## What is expected
Select and copy each line of the entries below that contains the word "girl".

## Record extracts

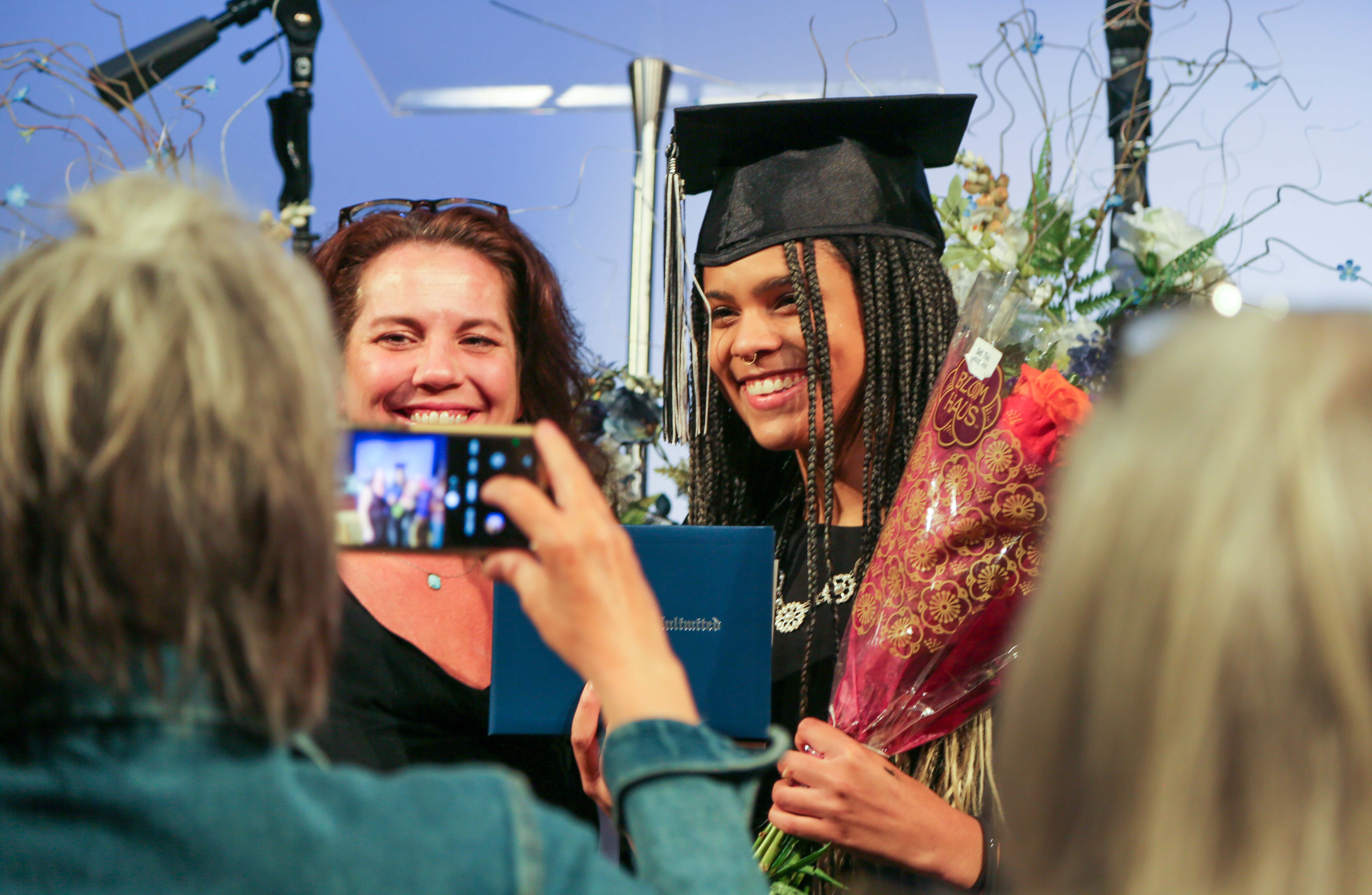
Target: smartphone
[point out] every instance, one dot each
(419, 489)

---

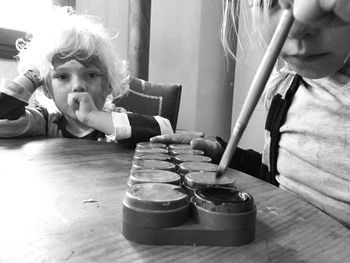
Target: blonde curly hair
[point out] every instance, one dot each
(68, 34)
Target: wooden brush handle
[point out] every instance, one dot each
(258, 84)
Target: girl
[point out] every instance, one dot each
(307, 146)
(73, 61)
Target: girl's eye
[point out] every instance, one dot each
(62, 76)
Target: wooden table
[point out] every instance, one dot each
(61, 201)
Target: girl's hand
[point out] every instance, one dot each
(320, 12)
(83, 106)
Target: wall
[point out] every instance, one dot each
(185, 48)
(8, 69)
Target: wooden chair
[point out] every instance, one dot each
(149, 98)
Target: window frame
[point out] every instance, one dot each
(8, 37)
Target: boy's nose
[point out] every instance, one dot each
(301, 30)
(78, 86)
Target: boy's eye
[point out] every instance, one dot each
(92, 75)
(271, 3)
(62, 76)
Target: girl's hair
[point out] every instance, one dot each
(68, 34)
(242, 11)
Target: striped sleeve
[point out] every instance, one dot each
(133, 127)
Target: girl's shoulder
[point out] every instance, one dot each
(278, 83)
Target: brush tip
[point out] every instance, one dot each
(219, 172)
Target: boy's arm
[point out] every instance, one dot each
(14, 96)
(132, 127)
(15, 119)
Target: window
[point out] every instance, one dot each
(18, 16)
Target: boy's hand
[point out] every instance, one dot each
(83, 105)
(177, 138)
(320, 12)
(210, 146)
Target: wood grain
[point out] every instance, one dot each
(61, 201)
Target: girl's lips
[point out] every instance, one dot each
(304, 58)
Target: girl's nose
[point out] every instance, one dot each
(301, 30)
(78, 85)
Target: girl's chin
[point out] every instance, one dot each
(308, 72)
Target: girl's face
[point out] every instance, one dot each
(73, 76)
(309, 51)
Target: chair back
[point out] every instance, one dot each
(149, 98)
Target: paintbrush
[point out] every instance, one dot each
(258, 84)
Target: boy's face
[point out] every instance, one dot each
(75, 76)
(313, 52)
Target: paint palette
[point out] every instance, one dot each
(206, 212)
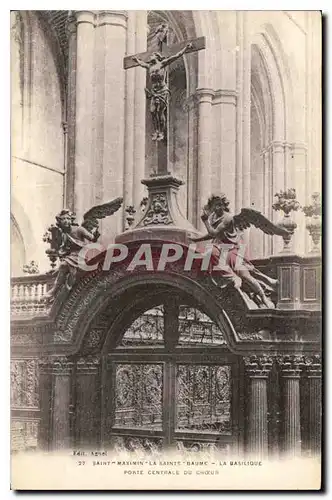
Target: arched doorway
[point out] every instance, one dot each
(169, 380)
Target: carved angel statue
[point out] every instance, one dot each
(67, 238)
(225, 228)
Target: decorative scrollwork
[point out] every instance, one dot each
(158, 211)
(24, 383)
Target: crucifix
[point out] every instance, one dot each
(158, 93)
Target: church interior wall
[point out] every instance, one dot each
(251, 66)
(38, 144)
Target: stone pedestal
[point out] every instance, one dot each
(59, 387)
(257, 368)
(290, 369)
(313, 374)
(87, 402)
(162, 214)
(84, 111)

## Written answer
Target: girl
Target: girl's eye
Target: girl's hand
Target: girl's hair
Target: girl's shoulder
Target: girl's lips
Target: girl's nose
Target: girl's chin
Target: girl's face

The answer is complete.